La Terrasse

"La culture est une résistance à la distraction" Pasolini

Théâtre - Entretien

Sylvie Mongin-Algan

Sylvie Mongin-Algan - Critique sortie Théâtre
Crédit visuel : Suzanne Guillemin photo : Sylvie Mongin-Algan

Publié le 10 février 2008

Un voyage en soi, en passant par Tchekhov

Fondée en 1992, la compagnie Les Trois-Huit a été missionnée, en 2003, pour diriger le Nouveau Théâtre du 8e à Lyon. Après un chemin de création de près de dix-huit mois, ce collectif d’artistes présente une adaptation de La Cerisaie mise en scène par Sylvie Mongin-Algan.

Sur quel parti pris s’est fondée votre appropriation de la pièce de Tchekhov ?

Sylvie Mongin-Algan
: Notre projet revient à envisager comment un groupe d’artistes peut s’emparer de La Cerisaie pour creuser, à partir d’elle, les questionnements que nous portons en nous par rapport à l’enfance, à l’argent, à la notion de départ… Notre chantier de travail a commencé par l’écriture de bribes de textes à travers lesquels chacun d’entre nous est parti sur son propre chemin. De là, nous nous sommes dirigés vers d’autres écritures qui prenaient racines dans ces thématiques-là. Notre Cerisaie est donc comme un parcours sensible effectué grâce à Tchekhov, un parcours qui raconte l’histoire de La Cerisaie avec les mots de la pièce, mais pas avec tous ses mots, et pas seulement avec eux.
 
Ce parcours a pour vocation d’inclure les spectateurs dans la représentation…

S. M-A.
: Oui, mais vraiment sans démagogie. L’idée est que notre Cerisaie devienne également leur Cerisaie. C’est un voyage, une rêverie que l’on propose aux spectateurs, une promenade dans une installation, au sens plasticien du terme, installation qui se transforme en décor pour donner naissance à une représentation de théâtre alors envisagée à travers un rapport frontal. Puis, arrive la soirée précédant la fermeture définitive du domaine. A ce moment-là, l’espace scénique se disloque pour associer le public à cet événement. D’une certaine façon, la Cerisaie coule, elle prend l’eau de toute part. Mais on vit cette disparition comme une fête. On fait venir un petit orchestre juif, on danse… Le théâtre se métamorphose alors pour transformer le spectateur en véritable acteur. Tout se termine par une mise en partage très joyeuse de la représentation.
 
« C’est un voyage, une rêverie que l’on propose aux spectateurs. »
 
Pour vous, La Cerisaie ne conduit donc pas à une forme de tristesse, de nostalgie…

S. M-A.
: Non, car je crois qu’il faut savoir partir. C’est finalement une bonne chose de liquider le passé, même si c’est douloureux. Tout ce que l’on perd fait ensuite partie de ce qui nous constitue. Il y a une forme de beauté dans cet abandon, cette acceptation de la fin, de la dépossession, une beauté qui me fait penser à la noblesse d’une ville engloutie.
———
ÉNONCÉ >>
Indiquez par oui ou par non si chaque affirmation s'accorde avec le document, puis citez à l'identique les mots du document qui le prouvent. 1. La compagnie Les Trois-Huit a été fondée en 2003. 2. La création du spectacle s'est étendue sur près de dix-huit mois. 3. Dans ce spectacle, la disparition de la Cerisaie est vécue comme un deuil. Le matériel qui vient ensuite n'a aucun lien avec le document.
———
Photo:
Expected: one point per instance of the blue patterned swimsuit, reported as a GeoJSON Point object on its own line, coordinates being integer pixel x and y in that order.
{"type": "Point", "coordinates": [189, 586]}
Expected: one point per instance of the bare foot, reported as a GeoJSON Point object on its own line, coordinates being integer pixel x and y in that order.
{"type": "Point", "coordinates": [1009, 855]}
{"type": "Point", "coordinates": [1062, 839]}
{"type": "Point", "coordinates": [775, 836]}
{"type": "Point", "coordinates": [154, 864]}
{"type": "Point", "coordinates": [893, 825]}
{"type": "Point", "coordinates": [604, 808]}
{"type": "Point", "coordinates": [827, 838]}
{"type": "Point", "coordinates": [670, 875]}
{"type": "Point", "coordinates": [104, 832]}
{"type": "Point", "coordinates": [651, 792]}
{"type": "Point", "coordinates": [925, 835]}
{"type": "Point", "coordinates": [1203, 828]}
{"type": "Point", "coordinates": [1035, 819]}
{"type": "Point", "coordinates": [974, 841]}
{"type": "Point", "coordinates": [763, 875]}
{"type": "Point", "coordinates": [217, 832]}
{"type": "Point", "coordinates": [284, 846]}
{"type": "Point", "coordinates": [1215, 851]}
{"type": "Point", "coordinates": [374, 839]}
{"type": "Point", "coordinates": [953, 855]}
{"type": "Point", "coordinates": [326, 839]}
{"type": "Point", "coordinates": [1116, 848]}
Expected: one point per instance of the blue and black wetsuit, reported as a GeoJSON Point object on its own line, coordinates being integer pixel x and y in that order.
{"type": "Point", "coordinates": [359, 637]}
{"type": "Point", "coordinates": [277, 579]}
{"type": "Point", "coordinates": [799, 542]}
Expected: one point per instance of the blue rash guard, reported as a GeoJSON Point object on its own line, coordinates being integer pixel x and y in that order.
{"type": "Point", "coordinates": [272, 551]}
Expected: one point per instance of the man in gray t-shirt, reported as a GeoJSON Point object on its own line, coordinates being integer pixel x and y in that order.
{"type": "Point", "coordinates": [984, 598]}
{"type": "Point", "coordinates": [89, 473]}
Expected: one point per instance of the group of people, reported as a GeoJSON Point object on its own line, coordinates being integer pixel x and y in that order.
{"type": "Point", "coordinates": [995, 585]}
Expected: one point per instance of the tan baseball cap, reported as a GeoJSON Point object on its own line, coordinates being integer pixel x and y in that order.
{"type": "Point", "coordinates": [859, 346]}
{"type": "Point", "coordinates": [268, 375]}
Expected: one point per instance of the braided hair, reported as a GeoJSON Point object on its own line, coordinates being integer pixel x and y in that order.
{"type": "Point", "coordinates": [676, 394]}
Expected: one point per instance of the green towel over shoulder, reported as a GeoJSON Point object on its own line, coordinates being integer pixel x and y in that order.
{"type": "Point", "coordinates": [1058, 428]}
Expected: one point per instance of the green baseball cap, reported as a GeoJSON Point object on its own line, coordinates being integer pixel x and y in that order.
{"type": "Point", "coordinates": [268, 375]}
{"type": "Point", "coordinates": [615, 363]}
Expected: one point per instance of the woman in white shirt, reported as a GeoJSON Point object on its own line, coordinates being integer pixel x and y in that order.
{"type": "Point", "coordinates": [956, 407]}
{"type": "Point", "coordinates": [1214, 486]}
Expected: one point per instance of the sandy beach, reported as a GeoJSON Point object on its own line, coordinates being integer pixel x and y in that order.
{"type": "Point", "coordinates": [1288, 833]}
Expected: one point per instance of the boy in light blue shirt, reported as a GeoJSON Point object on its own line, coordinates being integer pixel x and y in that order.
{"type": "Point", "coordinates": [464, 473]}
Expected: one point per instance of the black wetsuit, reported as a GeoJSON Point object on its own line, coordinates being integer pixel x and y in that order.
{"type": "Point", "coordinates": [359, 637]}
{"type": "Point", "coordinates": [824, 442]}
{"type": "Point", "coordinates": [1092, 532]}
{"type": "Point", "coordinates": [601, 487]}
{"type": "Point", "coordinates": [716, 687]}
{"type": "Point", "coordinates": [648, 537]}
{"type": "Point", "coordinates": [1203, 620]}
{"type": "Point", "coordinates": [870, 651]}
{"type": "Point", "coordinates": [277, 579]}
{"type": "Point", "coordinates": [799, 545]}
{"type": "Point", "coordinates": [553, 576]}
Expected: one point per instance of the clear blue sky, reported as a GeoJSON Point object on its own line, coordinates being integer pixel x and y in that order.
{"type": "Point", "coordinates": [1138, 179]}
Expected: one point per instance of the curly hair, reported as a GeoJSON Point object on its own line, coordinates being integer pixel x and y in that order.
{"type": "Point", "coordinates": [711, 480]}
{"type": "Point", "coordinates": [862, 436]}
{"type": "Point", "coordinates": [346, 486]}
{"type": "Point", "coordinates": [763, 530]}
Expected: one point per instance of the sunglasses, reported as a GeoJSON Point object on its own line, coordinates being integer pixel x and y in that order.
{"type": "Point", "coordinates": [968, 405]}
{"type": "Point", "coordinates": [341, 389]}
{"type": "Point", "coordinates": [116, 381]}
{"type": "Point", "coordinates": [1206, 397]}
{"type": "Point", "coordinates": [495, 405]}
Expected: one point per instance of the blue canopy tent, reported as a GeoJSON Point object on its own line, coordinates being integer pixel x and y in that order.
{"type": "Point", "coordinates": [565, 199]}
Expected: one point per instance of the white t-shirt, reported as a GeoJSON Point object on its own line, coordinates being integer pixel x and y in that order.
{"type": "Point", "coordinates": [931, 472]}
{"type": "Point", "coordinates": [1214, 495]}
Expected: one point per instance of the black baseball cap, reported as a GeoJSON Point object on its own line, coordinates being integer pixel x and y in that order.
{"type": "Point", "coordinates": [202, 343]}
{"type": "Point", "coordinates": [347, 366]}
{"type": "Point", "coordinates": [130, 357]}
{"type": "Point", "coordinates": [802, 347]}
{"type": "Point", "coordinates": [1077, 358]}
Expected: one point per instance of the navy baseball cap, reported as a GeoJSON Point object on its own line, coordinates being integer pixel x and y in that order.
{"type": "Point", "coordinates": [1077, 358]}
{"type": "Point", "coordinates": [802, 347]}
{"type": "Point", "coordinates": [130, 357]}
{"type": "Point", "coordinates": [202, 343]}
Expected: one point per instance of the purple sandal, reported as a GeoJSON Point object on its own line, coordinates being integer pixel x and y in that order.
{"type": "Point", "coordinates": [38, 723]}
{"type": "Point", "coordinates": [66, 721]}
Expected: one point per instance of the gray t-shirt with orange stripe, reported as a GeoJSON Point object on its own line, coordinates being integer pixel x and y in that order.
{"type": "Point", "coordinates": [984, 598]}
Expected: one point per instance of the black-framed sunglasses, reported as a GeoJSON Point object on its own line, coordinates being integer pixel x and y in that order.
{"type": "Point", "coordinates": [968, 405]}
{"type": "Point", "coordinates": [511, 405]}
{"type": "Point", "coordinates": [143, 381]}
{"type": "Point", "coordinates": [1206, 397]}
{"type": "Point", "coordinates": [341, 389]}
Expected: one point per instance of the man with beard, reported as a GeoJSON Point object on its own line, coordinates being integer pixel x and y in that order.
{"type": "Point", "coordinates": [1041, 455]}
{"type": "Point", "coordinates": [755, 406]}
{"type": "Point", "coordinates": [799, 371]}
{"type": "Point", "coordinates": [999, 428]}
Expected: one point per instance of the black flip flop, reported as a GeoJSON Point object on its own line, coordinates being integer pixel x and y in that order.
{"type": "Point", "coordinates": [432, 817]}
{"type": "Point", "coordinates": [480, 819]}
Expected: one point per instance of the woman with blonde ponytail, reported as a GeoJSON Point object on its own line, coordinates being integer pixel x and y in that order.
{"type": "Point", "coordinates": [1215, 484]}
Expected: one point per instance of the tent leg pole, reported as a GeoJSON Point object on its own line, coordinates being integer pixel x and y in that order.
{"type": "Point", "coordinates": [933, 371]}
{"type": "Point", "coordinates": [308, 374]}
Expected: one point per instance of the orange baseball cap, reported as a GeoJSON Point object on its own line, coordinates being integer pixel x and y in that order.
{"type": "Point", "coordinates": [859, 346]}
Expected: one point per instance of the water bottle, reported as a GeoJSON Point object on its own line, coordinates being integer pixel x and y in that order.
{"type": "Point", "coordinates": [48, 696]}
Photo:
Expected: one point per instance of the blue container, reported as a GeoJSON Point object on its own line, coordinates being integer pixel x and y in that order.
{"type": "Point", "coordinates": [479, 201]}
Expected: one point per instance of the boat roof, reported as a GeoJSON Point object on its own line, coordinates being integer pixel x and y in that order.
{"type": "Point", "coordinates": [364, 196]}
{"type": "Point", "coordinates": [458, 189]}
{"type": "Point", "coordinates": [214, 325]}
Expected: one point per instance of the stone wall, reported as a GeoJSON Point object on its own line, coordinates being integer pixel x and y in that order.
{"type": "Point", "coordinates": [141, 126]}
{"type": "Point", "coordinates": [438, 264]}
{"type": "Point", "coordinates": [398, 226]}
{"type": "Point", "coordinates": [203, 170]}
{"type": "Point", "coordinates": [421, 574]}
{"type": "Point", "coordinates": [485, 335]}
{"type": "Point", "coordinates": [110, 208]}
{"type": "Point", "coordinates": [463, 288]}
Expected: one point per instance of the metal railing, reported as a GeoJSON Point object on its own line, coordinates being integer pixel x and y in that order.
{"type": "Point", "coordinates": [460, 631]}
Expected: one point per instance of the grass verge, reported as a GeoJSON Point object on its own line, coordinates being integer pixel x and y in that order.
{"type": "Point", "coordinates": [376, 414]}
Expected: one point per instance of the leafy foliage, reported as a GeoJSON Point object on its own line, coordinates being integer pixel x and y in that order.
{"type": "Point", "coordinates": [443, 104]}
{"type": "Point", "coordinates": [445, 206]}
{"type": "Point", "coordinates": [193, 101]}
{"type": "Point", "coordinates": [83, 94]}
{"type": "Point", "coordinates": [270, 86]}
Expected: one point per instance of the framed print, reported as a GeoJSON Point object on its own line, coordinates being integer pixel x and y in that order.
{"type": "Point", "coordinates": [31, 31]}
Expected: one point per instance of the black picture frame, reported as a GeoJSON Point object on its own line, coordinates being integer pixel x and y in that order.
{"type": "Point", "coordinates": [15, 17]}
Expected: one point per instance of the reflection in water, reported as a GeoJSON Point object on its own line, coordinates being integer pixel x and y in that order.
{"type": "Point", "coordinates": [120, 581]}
———
CORRIGÉ DÉTAILLÉ >>
1. Non : « Fondée en 1992 ».
2. Oui : « Après un chemin de création de près de dix-huit mois ».
3. Non : « Mais on vit cette disparition comme une fête. »